— start Material provided —
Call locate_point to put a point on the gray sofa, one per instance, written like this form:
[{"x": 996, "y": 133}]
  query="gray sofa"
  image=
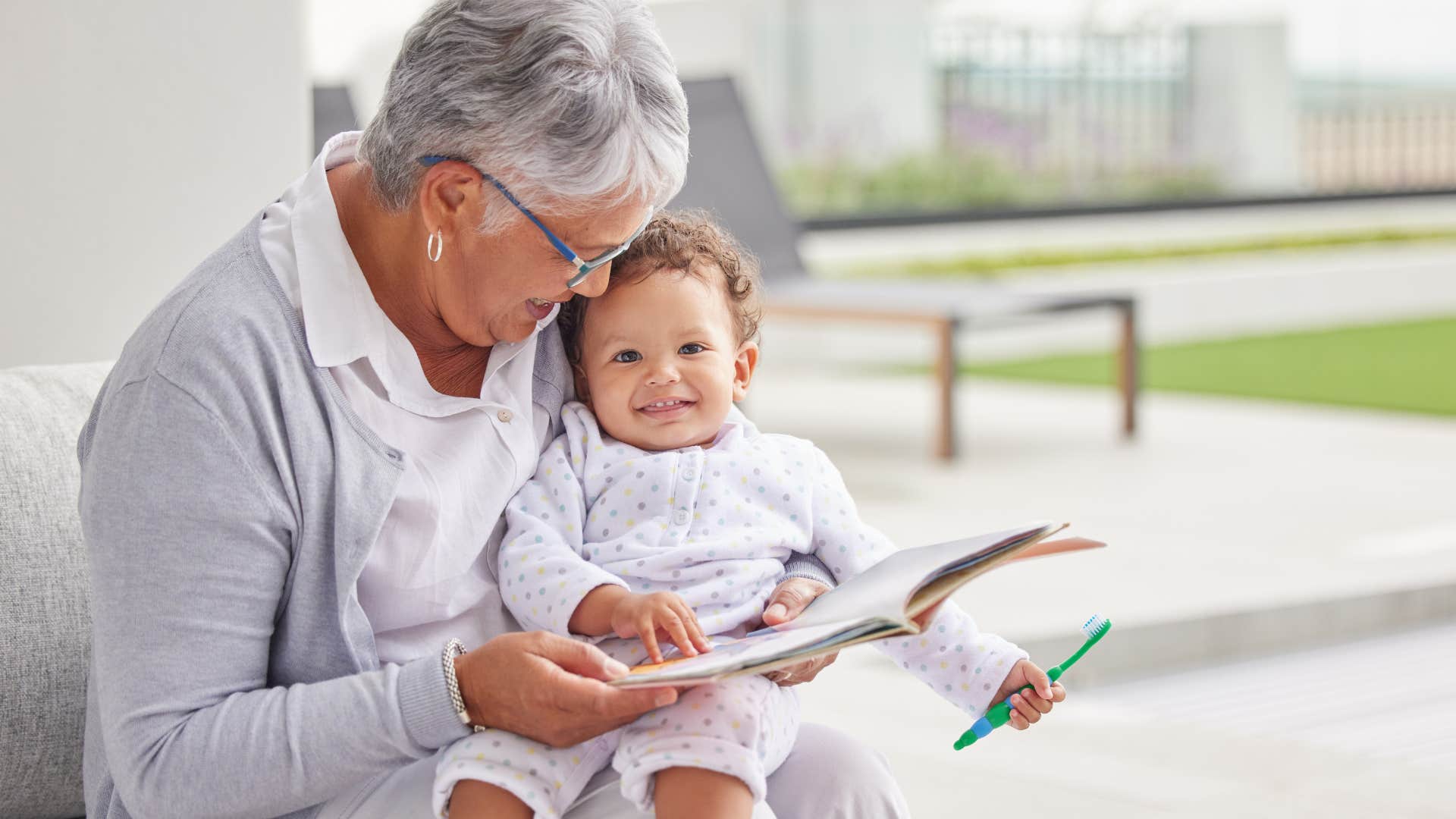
[{"x": 44, "y": 613}]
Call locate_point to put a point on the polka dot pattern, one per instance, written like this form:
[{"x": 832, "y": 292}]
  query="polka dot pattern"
[{"x": 714, "y": 525}]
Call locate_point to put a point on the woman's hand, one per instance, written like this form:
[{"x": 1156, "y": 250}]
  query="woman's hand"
[
  {"x": 788, "y": 602},
  {"x": 1027, "y": 708},
  {"x": 549, "y": 689},
  {"x": 660, "y": 614}
]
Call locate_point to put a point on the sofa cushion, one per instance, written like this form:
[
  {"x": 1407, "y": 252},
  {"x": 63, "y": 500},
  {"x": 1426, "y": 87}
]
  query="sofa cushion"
[{"x": 44, "y": 614}]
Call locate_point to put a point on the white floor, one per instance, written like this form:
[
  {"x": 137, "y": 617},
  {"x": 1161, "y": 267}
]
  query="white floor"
[{"x": 1219, "y": 507}]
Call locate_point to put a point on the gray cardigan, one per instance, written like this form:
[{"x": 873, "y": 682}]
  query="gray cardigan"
[{"x": 229, "y": 500}]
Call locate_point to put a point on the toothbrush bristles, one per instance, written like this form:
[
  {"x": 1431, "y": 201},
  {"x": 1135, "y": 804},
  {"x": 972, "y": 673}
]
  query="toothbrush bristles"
[{"x": 1095, "y": 626}]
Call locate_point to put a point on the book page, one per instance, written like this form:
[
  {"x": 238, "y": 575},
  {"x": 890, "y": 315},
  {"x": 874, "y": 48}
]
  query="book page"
[
  {"x": 756, "y": 651},
  {"x": 886, "y": 589}
]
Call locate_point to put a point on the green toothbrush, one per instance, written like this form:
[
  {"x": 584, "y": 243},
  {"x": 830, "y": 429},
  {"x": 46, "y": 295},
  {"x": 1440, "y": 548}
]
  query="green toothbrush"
[{"x": 1095, "y": 627}]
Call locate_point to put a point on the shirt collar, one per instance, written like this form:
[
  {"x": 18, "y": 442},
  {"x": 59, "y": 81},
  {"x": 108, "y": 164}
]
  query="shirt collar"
[{"x": 344, "y": 322}]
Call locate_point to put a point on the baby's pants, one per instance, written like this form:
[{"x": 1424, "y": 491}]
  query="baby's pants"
[{"x": 742, "y": 726}]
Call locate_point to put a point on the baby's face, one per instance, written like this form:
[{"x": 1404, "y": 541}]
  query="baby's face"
[{"x": 661, "y": 362}]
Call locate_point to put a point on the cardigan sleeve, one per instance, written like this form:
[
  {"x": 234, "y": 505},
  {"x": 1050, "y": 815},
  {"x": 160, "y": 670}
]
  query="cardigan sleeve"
[{"x": 190, "y": 557}]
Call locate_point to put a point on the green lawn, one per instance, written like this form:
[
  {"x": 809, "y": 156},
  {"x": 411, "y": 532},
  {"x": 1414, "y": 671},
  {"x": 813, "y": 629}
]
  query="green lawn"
[
  {"x": 1397, "y": 366},
  {"x": 1019, "y": 262}
]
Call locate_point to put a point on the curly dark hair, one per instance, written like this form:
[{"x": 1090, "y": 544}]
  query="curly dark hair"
[{"x": 692, "y": 243}]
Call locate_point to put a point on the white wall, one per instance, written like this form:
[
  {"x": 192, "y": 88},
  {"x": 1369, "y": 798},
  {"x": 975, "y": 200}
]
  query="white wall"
[
  {"x": 820, "y": 77},
  {"x": 1244, "y": 107},
  {"x": 136, "y": 139}
]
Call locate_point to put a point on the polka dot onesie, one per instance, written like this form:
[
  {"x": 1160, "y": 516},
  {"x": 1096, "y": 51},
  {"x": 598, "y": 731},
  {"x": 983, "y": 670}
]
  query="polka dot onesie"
[{"x": 715, "y": 525}]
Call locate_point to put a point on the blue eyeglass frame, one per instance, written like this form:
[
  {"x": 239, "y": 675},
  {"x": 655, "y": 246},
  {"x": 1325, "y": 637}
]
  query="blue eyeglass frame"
[{"x": 582, "y": 267}]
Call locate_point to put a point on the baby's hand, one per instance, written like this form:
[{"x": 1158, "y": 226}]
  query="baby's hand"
[
  {"x": 645, "y": 615},
  {"x": 1027, "y": 708}
]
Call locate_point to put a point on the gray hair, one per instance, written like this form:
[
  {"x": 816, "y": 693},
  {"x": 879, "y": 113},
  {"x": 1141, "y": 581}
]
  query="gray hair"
[{"x": 571, "y": 104}]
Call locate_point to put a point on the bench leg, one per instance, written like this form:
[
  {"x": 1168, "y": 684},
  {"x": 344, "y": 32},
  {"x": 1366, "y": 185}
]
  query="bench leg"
[
  {"x": 946, "y": 375},
  {"x": 1128, "y": 369}
]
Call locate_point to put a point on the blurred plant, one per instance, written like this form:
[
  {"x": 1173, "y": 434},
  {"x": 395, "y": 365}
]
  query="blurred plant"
[{"x": 948, "y": 181}]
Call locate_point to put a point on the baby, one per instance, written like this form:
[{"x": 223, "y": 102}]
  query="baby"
[{"x": 663, "y": 515}]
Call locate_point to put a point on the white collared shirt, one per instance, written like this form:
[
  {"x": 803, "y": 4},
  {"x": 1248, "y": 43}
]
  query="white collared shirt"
[{"x": 427, "y": 577}]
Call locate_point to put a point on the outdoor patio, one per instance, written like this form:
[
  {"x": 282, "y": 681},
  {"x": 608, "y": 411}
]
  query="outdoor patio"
[{"x": 1237, "y": 529}]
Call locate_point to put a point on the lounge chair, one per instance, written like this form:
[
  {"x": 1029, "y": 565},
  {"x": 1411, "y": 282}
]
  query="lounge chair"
[{"x": 728, "y": 177}]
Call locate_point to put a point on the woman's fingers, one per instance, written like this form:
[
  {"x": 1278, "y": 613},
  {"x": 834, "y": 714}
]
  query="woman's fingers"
[
  {"x": 577, "y": 657},
  {"x": 549, "y": 689}
]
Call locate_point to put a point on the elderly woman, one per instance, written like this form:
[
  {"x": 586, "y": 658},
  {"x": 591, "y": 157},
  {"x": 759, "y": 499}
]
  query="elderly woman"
[{"x": 294, "y": 477}]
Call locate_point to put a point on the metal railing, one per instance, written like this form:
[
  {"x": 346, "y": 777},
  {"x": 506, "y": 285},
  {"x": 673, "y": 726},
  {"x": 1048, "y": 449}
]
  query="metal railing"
[{"x": 1106, "y": 117}]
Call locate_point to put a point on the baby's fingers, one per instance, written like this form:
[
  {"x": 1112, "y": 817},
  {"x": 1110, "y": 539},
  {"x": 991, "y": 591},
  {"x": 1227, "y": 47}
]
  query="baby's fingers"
[
  {"x": 1022, "y": 706},
  {"x": 648, "y": 632},
  {"x": 673, "y": 626},
  {"x": 695, "y": 630}
]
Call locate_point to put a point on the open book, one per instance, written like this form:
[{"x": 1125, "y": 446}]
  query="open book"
[{"x": 880, "y": 602}]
— end Material provided —
Do this - Ignore the images and quote every line of the listing exactly.

Correct result -
Call locate_point to put a point on the gray sofa, one per instance, written like this form:
[{"x": 996, "y": 133}]
  query="gray sofa"
  image=
[{"x": 44, "y": 613}]
Call locate_point to put a point on the polka dot pattern, one per instance, written like this form:
[{"x": 832, "y": 292}]
  query="polka dot pattern"
[{"x": 714, "y": 525}]
Call locate_point to put a point on the woman's hand, one per instance, written like this form:
[{"x": 1156, "y": 250}]
  query="woman's hand"
[
  {"x": 788, "y": 602},
  {"x": 1027, "y": 708},
  {"x": 549, "y": 689},
  {"x": 660, "y": 614}
]
Call locate_point to put a point on the sofa cushion, one per instance, written like this form:
[
  {"x": 1407, "y": 252},
  {"x": 63, "y": 500},
  {"x": 1426, "y": 87}
]
  query="sofa cushion"
[{"x": 44, "y": 614}]
Call locate_point to put a point on the white floor, one per instance, written like this form:
[
  {"x": 137, "y": 617},
  {"x": 1161, "y": 267}
]
  query="white floor"
[{"x": 1219, "y": 507}]
Call locate_point to put a point on the gray cardigan, one per instance, written like this form:
[{"x": 873, "y": 682}]
  query="gray cardigan"
[{"x": 229, "y": 500}]
Call locate_point to put a point on the toothbrush bristles, one per instance, written like this form:
[
  {"x": 1431, "y": 201},
  {"x": 1135, "y": 804},
  {"x": 972, "y": 673}
]
  query="toothbrush bristles"
[{"x": 1095, "y": 626}]
Call locate_point to put a point on the book page, one per instance, written like this form:
[
  {"x": 238, "y": 575},
  {"x": 890, "y": 315},
  {"x": 874, "y": 48}
]
  query="book page"
[
  {"x": 756, "y": 651},
  {"x": 886, "y": 589}
]
Call locate_point to put a point on the green toothbrush, one per instance, written like this form:
[
  {"x": 584, "y": 243},
  {"x": 830, "y": 429},
  {"x": 46, "y": 295},
  {"x": 1440, "y": 548}
]
  query="green toothbrush"
[{"x": 1095, "y": 627}]
Call locate_point to put a point on the shirt collar, one per instance, written like this form:
[
  {"x": 18, "y": 442},
  {"x": 59, "y": 81},
  {"x": 108, "y": 164}
]
  query="shirt collar"
[{"x": 344, "y": 322}]
Call locate_point to put a point on the baby's pants, one per instance, written like this form:
[{"x": 1424, "y": 491}]
  query="baby's pants"
[{"x": 742, "y": 726}]
Call locate_point to put a point on the baby's face, one per instance, written like this form:
[{"x": 1404, "y": 541}]
  query="baby's face"
[{"x": 661, "y": 362}]
Call locate_point to put a point on the cardigan sleeve, one per instance, written like this form:
[
  {"x": 234, "y": 505},
  {"x": 1050, "y": 815},
  {"x": 160, "y": 670}
]
  query="cardigan sleeve"
[{"x": 190, "y": 557}]
Call locate_point to put a point on the green lawn, one per instance, written like this form:
[
  {"x": 809, "y": 156},
  {"x": 411, "y": 532},
  {"x": 1414, "y": 671},
  {"x": 813, "y": 629}
]
  query="green lawn"
[
  {"x": 1397, "y": 366},
  {"x": 1019, "y": 262}
]
Call locate_point to put a point on the curly dark hair, one per instance, written like this form:
[{"x": 1090, "y": 544}]
  query="curly dark hair"
[{"x": 692, "y": 243}]
Call locate_point to put a point on the white wall, one per instance, written like this form:
[
  {"x": 192, "y": 88},
  {"x": 1369, "y": 798},
  {"x": 975, "y": 200}
]
  query="white wall"
[
  {"x": 820, "y": 77},
  {"x": 1244, "y": 107},
  {"x": 136, "y": 139}
]
Call locate_point to put a point on the polka dot onesie, one per instance, written like this form:
[
  {"x": 1160, "y": 516},
  {"x": 1096, "y": 51},
  {"x": 598, "y": 731},
  {"x": 983, "y": 670}
]
  query="polka dot onesie"
[{"x": 715, "y": 525}]
Call locate_point to put a point on the blue eyeglass frame, one per instance, written like this form:
[
  {"x": 239, "y": 675},
  {"x": 655, "y": 246},
  {"x": 1325, "y": 637}
]
  query="blue eyeglass frame"
[{"x": 582, "y": 267}]
Call locate_point to put a point on the baby's hand, one per instance, written like this form:
[{"x": 1158, "y": 226}]
  query="baby's hand"
[
  {"x": 645, "y": 615},
  {"x": 1027, "y": 708}
]
Call locate_point to put a point on the gray hair, one per instance, written like this form:
[
  {"x": 816, "y": 693},
  {"x": 879, "y": 113},
  {"x": 1141, "y": 581}
]
  query="gray hair"
[{"x": 571, "y": 104}]
Call locate_point to put a point on the bench leg, one per instance, written like this form:
[
  {"x": 1168, "y": 684},
  {"x": 344, "y": 32},
  {"x": 1366, "y": 185}
]
  query="bench leg"
[
  {"x": 946, "y": 375},
  {"x": 1128, "y": 369}
]
Call locate_point to put a point on the blurred plant, one per instance, written like this form:
[
  {"x": 1173, "y": 434},
  {"x": 395, "y": 365}
]
  query="blurred plant"
[{"x": 948, "y": 181}]
Call locate_point to put a point on the baby, one per instance, written like this form:
[{"x": 223, "y": 102}]
  query="baby"
[{"x": 663, "y": 515}]
Call locate_point to put a point on the white collared shirt, one per instance, written like this form:
[
  {"x": 803, "y": 4},
  {"x": 1248, "y": 43}
]
  query="white collared shirt"
[{"x": 427, "y": 577}]
Call locate_point to put a point on the outdoor patio, one per instance, written like this form:
[
  {"x": 282, "y": 681},
  {"x": 608, "y": 411}
]
  query="outdoor patio"
[{"x": 1237, "y": 529}]
Call locate_point to put a point on the lounge chair, one per instance, written like this form:
[
  {"x": 1029, "y": 565},
  {"x": 1411, "y": 282}
]
  query="lounge chair"
[{"x": 728, "y": 177}]
Call locate_point to put a point on the woman's fingers, one per instance, written like this form:
[
  {"x": 1278, "y": 613},
  {"x": 834, "y": 714}
]
  query="woman's fingers"
[
  {"x": 577, "y": 657},
  {"x": 549, "y": 689}
]
Call locate_point to put a point on the elderly woman, one per instance, written like this form:
[
  {"x": 586, "y": 658},
  {"x": 591, "y": 157},
  {"x": 759, "y": 499}
]
  query="elderly woman"
[{"x": 294, "y": 477}]
Call locate_point to put a point on the metal railing, one per instance, written like this form:
[
  {"x": 346, "y": 777},
  {"x": 506, "y": 285},
  {"x": 673, "y": 726},
  {"x": 1048, "y": 449}
]
  query="metal railing"
[{"x": 1106, "y": 117}]
Call locate_point to put a point on the baby's fingers, one per instance, written like this form:
[
  {"x": 1112, "y": 817},
  {"x": 1110, "y": 539},
  {"x": 991, "y": 591},
  {"x": 1227, "y": 47}
]
  query="baby's fingers"
[
  {"x": 1022, "y": 706},
  {"x": 648, "y": 632},
  {"x": 673, "y": 626},
  {"x": 695, "y": 630}
]
Call locate_point to put a point on the open book, one per instance, written like this form:
[{"x": 1125, "y": 446}]
  query="open book"
[{"x": 880, "y": 602}]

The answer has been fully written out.